— TRECHO FORNECIDO —
• • •
A carnificina que o Estado chamou de operação

A maior chacina policial da história do Rio escancara o fracasso de uma política que insiste em trocar inteligência por sangue e medo por poder


Um banho de sangue. Esta terça-feira (28) entra para a história sombria do Rio de Janeiro como o dia da operação policial mais letal já registrada no estado. Sob a justificativa de combater o Comando Vermelho (CV) nos complexos do Alemão e da Penha, na Zona Norte, a megaoperação autorizada pelo governo estadual deixou um rastro de 64 mortos.

Entre as vítimas fatais, estão quatro policiais. Oitenta e uma pessoas foram presas. O recorde macabro foi confirmado pelo Palácio Guanabara, selando o fracasso de uma política de segurança pública baseada no confronto e na dizimação.
• • •
— MATERIAL EXTRAÍDO —
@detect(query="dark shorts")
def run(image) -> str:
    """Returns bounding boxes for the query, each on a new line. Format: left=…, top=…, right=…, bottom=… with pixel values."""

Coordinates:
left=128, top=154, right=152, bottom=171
• • •
— SOLICITAÇÃO 1 —
Segundo o trecho fornecido, quantas pessoas foram presas na operação?
— SOLICITAÇÃO 2 —
Reproduza a passagem do trecho fornecido entre "Um banho de" e "de 64 mortos.", inclusive.

— RESPOSTA REDIGIDA 1 —
Oitenta e uma pessoas foram presas.

— RESPOSTA REDIGIDA 2 —
Um banho de sangue. Esta terça-feira (28) entra para a história sombria do Rio de Janeiro como o dia da operação policial mais letal já registrada no estado. Sob a justificativa de combater o Comando Vermelho (CV) nos complexos do Alemão e da Penha, na Zona Norte, a megaoperação autorizada pelo governo estadual deixou um rastro de 64 mortos.